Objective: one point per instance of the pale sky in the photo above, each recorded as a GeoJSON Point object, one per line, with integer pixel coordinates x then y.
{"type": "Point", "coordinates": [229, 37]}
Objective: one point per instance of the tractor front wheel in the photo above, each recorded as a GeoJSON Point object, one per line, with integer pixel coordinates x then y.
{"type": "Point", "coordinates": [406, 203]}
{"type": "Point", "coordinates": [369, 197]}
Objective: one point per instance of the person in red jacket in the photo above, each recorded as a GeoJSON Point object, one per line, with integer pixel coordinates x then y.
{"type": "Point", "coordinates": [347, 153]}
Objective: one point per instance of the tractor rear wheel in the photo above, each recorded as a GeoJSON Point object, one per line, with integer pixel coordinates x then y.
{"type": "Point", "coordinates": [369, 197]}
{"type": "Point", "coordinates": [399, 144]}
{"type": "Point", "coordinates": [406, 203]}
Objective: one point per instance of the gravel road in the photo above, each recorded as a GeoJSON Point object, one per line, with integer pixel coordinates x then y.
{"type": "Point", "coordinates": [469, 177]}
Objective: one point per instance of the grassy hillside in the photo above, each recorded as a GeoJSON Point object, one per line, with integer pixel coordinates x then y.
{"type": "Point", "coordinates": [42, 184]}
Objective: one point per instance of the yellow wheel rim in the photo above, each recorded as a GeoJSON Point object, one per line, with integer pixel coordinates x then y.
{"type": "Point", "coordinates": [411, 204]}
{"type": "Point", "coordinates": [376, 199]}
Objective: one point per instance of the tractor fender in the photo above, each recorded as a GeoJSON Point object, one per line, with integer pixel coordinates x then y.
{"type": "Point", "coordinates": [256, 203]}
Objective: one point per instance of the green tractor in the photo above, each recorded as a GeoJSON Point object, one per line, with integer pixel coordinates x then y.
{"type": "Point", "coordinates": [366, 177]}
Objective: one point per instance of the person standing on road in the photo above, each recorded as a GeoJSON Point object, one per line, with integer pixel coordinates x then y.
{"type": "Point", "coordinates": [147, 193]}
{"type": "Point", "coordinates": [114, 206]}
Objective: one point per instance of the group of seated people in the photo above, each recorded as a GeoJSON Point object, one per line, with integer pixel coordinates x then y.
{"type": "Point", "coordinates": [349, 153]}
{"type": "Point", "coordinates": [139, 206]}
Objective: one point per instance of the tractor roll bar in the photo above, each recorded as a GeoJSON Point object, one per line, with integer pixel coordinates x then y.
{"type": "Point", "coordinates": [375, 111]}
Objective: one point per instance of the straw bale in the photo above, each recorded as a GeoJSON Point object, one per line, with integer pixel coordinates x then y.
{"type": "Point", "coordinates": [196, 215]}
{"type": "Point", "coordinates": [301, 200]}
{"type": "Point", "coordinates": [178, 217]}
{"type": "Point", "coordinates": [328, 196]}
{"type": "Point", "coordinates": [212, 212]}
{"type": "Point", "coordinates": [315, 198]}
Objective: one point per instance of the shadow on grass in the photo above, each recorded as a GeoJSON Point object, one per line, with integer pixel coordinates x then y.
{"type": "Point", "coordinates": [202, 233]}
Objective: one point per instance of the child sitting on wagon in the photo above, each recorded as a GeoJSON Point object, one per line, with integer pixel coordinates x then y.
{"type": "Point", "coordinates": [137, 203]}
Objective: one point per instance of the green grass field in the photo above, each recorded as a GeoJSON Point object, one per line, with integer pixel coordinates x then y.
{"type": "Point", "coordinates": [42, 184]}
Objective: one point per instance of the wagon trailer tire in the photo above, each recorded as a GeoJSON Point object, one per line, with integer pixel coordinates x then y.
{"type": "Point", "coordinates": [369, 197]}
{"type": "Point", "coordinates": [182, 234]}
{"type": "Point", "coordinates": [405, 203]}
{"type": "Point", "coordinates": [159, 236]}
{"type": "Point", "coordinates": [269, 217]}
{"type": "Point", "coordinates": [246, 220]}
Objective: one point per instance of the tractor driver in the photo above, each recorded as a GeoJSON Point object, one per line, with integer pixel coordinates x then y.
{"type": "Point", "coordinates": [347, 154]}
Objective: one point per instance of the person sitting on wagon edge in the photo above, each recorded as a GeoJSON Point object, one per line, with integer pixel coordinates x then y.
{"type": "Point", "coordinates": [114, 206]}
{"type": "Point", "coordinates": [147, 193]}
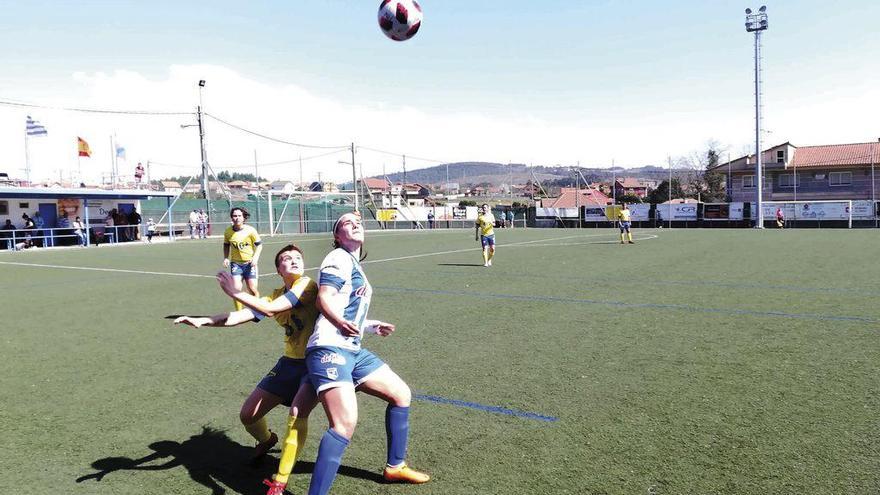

◇ ◇ ◇ ◇

Repeat the data exactly as given. Keep every picture out of the copy.

Objective: one point per instance of the pale sky in the photo above, each recorded as a GeoJSON Point object, one per line, with integer pixel coordinates x then y.
{"type": "Point", "coordinates": [229, 37]}
Objective: one point per instance of the tractor front wheel in the photo above, each recorded as a GeoJSON Point object, one per line, with integer pixel coordinates x then y.
{"type": "Point", "coordinates": [406, 203]}
{"type": "Point", "coordinates": [369, 197]}
Objective: one point per instance of the person in red jacket in the photo above, each recorded as a GeoJSON Point object, one per line, with integer pixel coordinates x then y.
{"type": "Point", "coordinates": [347, 153]}
Objective: one point per instance of the tractor rear wheel in the photo above, each recorded as a GeoJSON Point object, one per line, with integer pixel coordinates x then y.
{"type": "Point", "coordinates": [369, 197]}
{"type": "Point", "coordinates": [399, 144]}
{"type": "Point", "coordinates": [406, 203]}
Objective: one point per instance of the gravel road in the photo above, each recorded as a GeoJSON Point object, one per line, with integer pixel coordinates x then y.
{"type": "Point", "coordinates": [469, 177]}
Objective: one point per instance of the grassy hillside in the photo above, each recorded as a GeoJSON Point object, one per line, with integer pixel coordinates x then y.
{"type": "Point", "coordinates": [42, 184]}
Objective: one point per instance of the yellow wheel rim in the photo above, each recorded as a GeoJSON Point object, one per line, with integer pixel coordinates x then y.
{"type": "Point", "coordinates": [411, 204]}
{"type": "Point", "coordinates": [376, 199]}
Objective: one point per instance of the tractor fender in the photo above, each recorded as a GeoJSON Point object, one per line, with integer pixel coordinates x then y.
{"type": "Point", "coordinates": [256, 203]}
Objective: one point per instance of the green tractor in the photo above, each recorded as a GeoJSON Point object, one per line, with integer pixel coordinates x then y.
{"type": "Point", "coordinates": [366, 177]}
Objective: one point per instance of the person standing on road in the photo above, each recorded as a GeoJSON Point object, one per line, with integer pixel coordinates x then y.
{"type": "Point", "coordinates": [147, 193]}
{"type": "Point", "coordinates": [114, 206]}
Objective: one point per instance of the group of seated people in the photo above, each recorded as a GeoJSON Point object, one per line, with integer pixel coordinates x then y.
{"type": "Point", "coordinates": [349, 153]}
{"type": "Point", "coordinates": [139, 206]}
Objective: one point per instance of the tractor roll bar in the photo above, each recorded as a GeoJSON Point object, one per line, with integer pixel coordinates x then y.
{"type": "Point", "coordinates": [375, 111]}
Objective: one point per instance of the straw bale in the photo above, each recorded as a GeoJSON Point object, one per line, with integer pixel coordinates x then y.
{"type": "Point", "coordinates": [196, 215]}
{"type": "Point", "coordinates": [301, 200]}
{"type": "Point", "coordinates": [178, 217]}
{"type": "Point", "coordinates": [328, 196]}
{"type": "Point", "coordinates": [212, 212]}
{"type": "Point", "coordinates": [315, 198]}
Objective: one point per instance of the shadow on grass in the photo above, each recorded as a GeoJSON Point object, one per line, with integer pixel coordinates x then y.
{"type": "Point", "coordinates": [202, 233]}
Objective: one point per instance of the child sitting on wagon in the photo above, each recorded as a GeoJSON Point object, one per line, with integer pixel coordinates x then y.
{"type": "Point", "coordinates": [137, 203]}
Objective: one point per instance of the green grass field in the photo above, each recorded as a GeoJSON Point object, one per line, with integer pixel coordinates x then y.
{"type": "Point", "coordinates": [42, 184]}
Objective: one point per instance of the wagon trailer tire in the photo above, each recorded as a GeoJSON Point object, one per line, with integer pixel coordinates x then y.
{"type": "Point", "coordinates": [369, 197]}
{"type": "Point", "coordinates": [182, 234]}
{"type": "Point", "coordinates": [405, 203]}
{"type": "Point", "coordinates": [159, 236]}
{"type": "Point", "coordinates": [269, 217]}
{"type": "Point", "coordinates": [246, 220]}
Objective: one point per instance of the tractor driver in the photo above, each recorded as a GeoJSON Point object, one per line, with integer pixel coordinates x then y.
{"type": "Point", "coordinates": [347, 154]}
Objective: one point per instance of the person sitting on wagon edge in the photo above, each recorded as a GeoJSON Point object, one per line, with integer pixel coordinates x then y.
{"type": "Point", "coordinates": [114, 206]}
{"type": "Point", "coordinates": [147, 193]}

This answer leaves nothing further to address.